##### Source text #####

Let \(p = 0.2\), \(q = 0.1\).

  1. (1)

    If \(h_1 =\{0.5,0.7\}\), \(h_2 =\{0.1,0.2\}\),then \(r_{p,q} (h_1 ,h_2 )-r_{p,q} (h_2 ,h_1 )=1\). So \(h_1 >_S h_2 \).

  2. (2)

    If\(h_1 =\{0.4,0.5\}\), \(h_1 =\{0.2,0.6\}\), then \(r_{p,q} (h_1 ,h_2 )-r_{p,q} (h_2 ,h_1 )=0\). So \(h_1 \sim h_2 \).

  3. (3)

    If \(h_1 =\{0.4,0.5\}\), \(h_2 =\{0.3,0.35\}\), then \(r_{p,q} (h_1 ,h_2 )-r_{p,q} (h_2 ,h_1 )=0.5\). So \(h_1 >_W h_2 \).

Property 2

Let \(h_1 ,h_2 \in \mathrm{HFNS}\), \(p\) and \(q(0\le q\le p)\) be two thresholds, and then \(h_1 >_S h_2 \) if and only if \(\min \{\gamma _1 \vert \gamma _1 \in h_1 \}-\max \{\gamma _2 \vert \gamma _2 \in h_2 \}\ge p\).

Proof

  1. (1)

    Necessity: \(h_1 >_S h_2 \Rightarrow \min \{r\vert r\in h_1 \}-\max \{r\vert r\in h_2 \}\ge p\). According to Definition 12, if \(h_1 >_S h_2 \), then \(r_{p,q} (h_1 ,h_2 )-r_{p,q} (h_2 ,h_1 )=1\). Since \(0\le r_{p,q} (h_1 ,h_2 )\le 1\) and \(0\le r_{p,q} (h_2 ,h_1 )\le 1\), \(r_{p,q} (h_2 ,h_1 )=0\). Then we get \(\mathop {\max }\limits _{\gamma _2 \in h_2 } \mathop {\min }\limits _{\gamma _1 \in h_1 } c_{p,q} (\gamma _2 ,\gamma _1 )=0\). As we know from Definition 9 that \(c_{p,q} (\gamma _2 ,\gamma _1 )\in [0,1]\), so \(c_{p,q} (\gamma _2 ,\gamma _1 ) = 0\). Hence, \(\gamma _1 -\gamma _2 \ge p\), for any \(\gamma _1 \in h_1 \), \(\gamma _2 \in h_2 \). Therefore, \(\min \{\gamma _1 \vert \gamma _1 \in h_1 \}-\max \{\gamma _2 \vert \gamma _2 \in h_2 \}\ge p\) is certainly validated.

##### Dataset excerpts #####

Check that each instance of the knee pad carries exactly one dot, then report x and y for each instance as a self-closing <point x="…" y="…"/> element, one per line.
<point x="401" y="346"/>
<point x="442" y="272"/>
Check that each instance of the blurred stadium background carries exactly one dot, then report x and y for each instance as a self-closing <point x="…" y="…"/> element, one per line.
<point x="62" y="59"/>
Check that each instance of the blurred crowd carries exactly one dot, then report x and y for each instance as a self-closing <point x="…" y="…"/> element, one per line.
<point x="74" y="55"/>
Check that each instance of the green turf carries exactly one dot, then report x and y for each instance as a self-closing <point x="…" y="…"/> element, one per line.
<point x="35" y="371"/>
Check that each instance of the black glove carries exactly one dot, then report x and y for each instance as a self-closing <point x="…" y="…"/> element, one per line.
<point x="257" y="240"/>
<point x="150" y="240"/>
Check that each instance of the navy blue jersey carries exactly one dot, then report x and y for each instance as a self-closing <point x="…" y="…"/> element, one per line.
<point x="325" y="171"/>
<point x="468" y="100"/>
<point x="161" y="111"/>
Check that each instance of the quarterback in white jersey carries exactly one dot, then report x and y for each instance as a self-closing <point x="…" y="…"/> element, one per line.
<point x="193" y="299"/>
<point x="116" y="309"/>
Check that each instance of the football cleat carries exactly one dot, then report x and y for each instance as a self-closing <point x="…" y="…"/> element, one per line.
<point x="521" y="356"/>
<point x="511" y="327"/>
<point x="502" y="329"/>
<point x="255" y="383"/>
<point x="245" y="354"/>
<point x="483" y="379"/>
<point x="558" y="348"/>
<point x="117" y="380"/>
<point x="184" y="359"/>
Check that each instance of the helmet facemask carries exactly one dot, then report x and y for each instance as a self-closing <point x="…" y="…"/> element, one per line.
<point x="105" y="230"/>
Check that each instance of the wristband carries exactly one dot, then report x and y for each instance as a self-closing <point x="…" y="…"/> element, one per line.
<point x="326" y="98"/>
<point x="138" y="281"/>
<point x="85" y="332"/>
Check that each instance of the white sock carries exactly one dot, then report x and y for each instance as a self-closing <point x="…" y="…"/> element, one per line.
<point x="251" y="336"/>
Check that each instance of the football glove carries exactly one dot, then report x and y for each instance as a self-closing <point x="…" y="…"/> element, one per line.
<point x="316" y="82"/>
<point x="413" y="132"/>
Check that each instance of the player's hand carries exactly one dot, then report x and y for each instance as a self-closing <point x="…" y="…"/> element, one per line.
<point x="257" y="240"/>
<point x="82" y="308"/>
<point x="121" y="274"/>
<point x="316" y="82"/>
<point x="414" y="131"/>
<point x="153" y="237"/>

#####

Task list:
#1 In the source text, what values are assigned to p and q?
#2 For each statement below, say whether it agrees with the source text, answering yes or no and quoting the deciding words of the source text: (a) The necessity proof draws on Definition 12. (b) The necessity proof cites Definition 10 for the range of c_{p,q}. (c) The necessity proof ends by saying the stated inequality is certainly validated.
#3 Summarize the source text in two sentences.

Responses by task:
#1 p = 0.2 and q = 0.1.

#2
(a) Yes: "According to Definition 12"
(b) No: "As we know from Definition 9 that"
(c) Yes: "is certainly validated"

#3 With p = 0.2 and q = 0.1, three numbered cases give the difference r_{p,q}(h_1, h_2) − r_{p,q}(h_2, h_1) as 1, 0, and 0.5, yielding h_1 >_S h_2, h_1 ~ h_2, and h_1 >_W h_2 respectively. Property 2 states that, for thresholds with 0 ≤ q ≤ p, h_1 >_S h_2 holds if and only if the minimum element of h_1 minus the maximum element of h_2 is at least p, and the proof of necessity concludes from Definitions 12 and 9 that this inequality is validated.